Labeled-object pointing records:
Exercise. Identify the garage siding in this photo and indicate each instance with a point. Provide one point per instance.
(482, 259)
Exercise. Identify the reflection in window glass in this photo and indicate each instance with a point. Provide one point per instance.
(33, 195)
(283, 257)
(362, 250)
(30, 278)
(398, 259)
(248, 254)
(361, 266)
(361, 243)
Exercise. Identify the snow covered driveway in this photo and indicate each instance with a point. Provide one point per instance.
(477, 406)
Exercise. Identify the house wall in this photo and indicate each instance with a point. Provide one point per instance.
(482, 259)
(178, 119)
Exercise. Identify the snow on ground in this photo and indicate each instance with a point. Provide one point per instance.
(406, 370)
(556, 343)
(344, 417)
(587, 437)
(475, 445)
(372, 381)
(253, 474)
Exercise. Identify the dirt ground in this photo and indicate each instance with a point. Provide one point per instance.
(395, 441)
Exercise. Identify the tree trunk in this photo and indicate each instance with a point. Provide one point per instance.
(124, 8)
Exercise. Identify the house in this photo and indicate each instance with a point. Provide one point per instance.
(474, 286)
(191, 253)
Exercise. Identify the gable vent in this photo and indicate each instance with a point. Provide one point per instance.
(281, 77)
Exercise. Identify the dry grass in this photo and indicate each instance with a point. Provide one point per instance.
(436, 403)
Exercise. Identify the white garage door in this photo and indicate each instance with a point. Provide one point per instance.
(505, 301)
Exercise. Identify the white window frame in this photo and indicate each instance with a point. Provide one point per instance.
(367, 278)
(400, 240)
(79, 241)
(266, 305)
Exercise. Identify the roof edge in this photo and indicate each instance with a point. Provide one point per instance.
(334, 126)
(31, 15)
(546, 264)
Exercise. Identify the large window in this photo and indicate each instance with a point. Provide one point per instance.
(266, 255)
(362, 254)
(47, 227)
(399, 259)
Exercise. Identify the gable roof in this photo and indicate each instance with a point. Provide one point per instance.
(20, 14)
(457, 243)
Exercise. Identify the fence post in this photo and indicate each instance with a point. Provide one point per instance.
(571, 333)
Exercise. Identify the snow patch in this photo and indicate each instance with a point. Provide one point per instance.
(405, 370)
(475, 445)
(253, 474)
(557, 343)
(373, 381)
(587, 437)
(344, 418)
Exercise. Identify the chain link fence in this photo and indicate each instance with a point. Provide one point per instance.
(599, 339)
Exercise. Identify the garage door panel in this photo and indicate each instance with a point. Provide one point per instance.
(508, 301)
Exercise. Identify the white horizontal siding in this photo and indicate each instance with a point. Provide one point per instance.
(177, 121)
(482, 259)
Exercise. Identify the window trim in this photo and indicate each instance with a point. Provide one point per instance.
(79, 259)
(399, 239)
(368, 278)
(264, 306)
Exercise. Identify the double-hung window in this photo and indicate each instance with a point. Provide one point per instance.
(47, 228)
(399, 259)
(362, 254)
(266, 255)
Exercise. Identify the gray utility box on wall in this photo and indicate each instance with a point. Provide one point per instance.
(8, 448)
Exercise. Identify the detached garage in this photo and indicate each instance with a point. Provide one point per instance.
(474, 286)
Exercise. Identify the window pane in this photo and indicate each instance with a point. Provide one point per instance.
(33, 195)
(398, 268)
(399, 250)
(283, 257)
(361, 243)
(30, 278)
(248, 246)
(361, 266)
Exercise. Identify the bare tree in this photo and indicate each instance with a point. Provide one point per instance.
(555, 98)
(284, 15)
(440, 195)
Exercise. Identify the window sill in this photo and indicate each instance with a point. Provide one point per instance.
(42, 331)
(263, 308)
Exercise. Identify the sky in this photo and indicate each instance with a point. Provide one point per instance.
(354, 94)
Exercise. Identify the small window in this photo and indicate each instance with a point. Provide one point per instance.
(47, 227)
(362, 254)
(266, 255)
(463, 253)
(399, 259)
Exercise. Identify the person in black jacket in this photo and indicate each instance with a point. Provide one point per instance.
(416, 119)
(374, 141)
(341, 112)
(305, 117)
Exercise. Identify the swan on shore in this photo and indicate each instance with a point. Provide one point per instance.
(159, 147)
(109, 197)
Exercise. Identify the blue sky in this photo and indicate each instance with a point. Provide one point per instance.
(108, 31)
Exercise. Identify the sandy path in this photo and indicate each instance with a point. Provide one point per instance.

Required task => Return every line of the records above without any change.

Response to the task =>
Exercise. Identify the garage siding in this photo and indicate each instance with a point. Provide one point per instance.
(482, 259)
Exercise. Identify the reflection in window glass in this photo and indicate each instance with a point. Provide one point per instance.
(33, 195)
(283, 257)
(362, 250)
(30, 278)
(398, 259)
(248, 254)
(361, 266)
(361, 243)
Exercise. Identify the snow covered driveway in this photo and indicate each instance with a point. Provide one point per instance.
(477, 406)
Exercise. Identify the house wall in this photo and indicate each instance with a point. Provide one point per instance.
(482, 259)
(178, 119)
Exercise. Identify the snow on ground in this photo and indicate each instance with a point. Provide one point per instance.
(406, 370)
(556, 343)
(344, 417)
(587, 437)
(475, 445)
(372, 381)
(253, 474)
Exercise. Identify the dirt ground in this photo and indicate each instance with a point. Provide one point per instance.
(395, 441)
Exercise. Identify the tree trunk in this photo and indicate each instance with a point. Provide one point per instance.
(124, 8)
Exercise. Identify the house in this photo and indicate each instance with a point. Provide one point per instance.
(474, 286)
(191, 253)
Exercise. Identify the gable vent in this photo and indicate each instance with a point. Provide one point per instance.
(281, 77)
Exercise. Identify the dry grass in this photo and indicate each instance with a point. Provide one point per instance.
(436, 403)
Exercise. Identify the white garage door in this photo and indicate each instance with a point. Provide one point per instance.
(505, 301)
Exercise. Identify the white window frame in this photo and indicate each instance with a point. Provide one point per instance.
(367, 278)
(400, 240)
(79, 241)
(266, 305)
Exercise. Identify the roof edge in this photo and indicate each instance with a point. Provide one point per instance.
(334, 126)
(31, 15)
(546, 264)
Exercise. Identify the large window in this photo and indicate each instance with a point. Provide one point per instance.
(266, 255)
(362, 254)
(47, 227)
(399, 259)
Exercise. Identify the gable roof in this photo and indicate each instance with a point. Provide one point per instance.
(20, 14)
(457, 243)
Exercise. Identify the fence post in this photo and indicate each instance with a point. Provide one point per instance.
(571, 333)
Exercise. Identify the snow patch in this photo and indicate each instance with a point. Provide one point per instance.
(405, 370)
(475, 445)
(253, 474)
(557, 343)
(373, 381)
(587, 437)
(344, 418)
Exercise. Identify the chain link fence in this photo and indicate each instance with a point. Provide one point per instance.
(599, 339)
Exercise. Identify the garage door panel in this photo and indicate each instance with a point. Provide one point per instance.
(508, 301)
Exercise. Identify the white horizontal siding in this photo and indicate each instance with a point. Provide one point per instance.
(177, 121)
(482, 259)
Exercise. Identify the window trim in this photo and indicate each instance with a point. Provide one point per instance.
(79, 259)
(399, 239)
(368, 278)
(264, 306)
Exercise. Identify the double-hung window in this photo and indicate each instance with a point. Provide one point per instance.
(47, 228)
(399, 259)
(362, 254)
(266, 255)
Exercise. Identify the gray utility box on wall in this photo and indicate each instance with a point. Provide one point per instance.
(8, 448)
Exercise. Identify the detached garage in this photo and indicate each instance with a point. Provide one point per instance.
(474, 286)
Exercise. Identify the window pane in this photo and indicate each instance with a point. Provide one point per instance.
(33, 195)
(398, 268)
(399, 250)
(283, 257)
(361, 243)
(30, 278)
(248, 246)
(361, 266)
Exercise. Identify the bare tree in this photo and indicate each instance with a point. Provide one point per instance.
(555, 98)
(284, 15)
(440, 195)
Exercise. Identify the window sill in this photo and indicate each instance with a point. Provide one point per instance.
(42, 331)
(263, 308)
Exercise. Identify the sky in this photo and indicate each instance with a point. Provide one point per instance.
(354, 94)
Exercise. Identify the small window in this photo and indicate each instance with a point. Provide one point per instance.
(47, 227)
(362, 254)
(266, 255)
(463, 253)
(399, 259)
Exercise. Identify the person in black jacket in this photo and indicate each instance with a point. Provide one point per instance.
(416, 119)
(374, 141)
(341, 112)
(305, 117)
Exercise. Identify the swan on shore in this photo and indicate each instance with a point. Provide one point per instance.
(159, 147)
(109, 197)
Exercise. Identify the blue sky in this photo and indicate each instance with a point. Provide one point per instance.
(108, 31)
Exercise. Identify the sandy path in this photo and indicate each instance with a point. Provide one point per instance.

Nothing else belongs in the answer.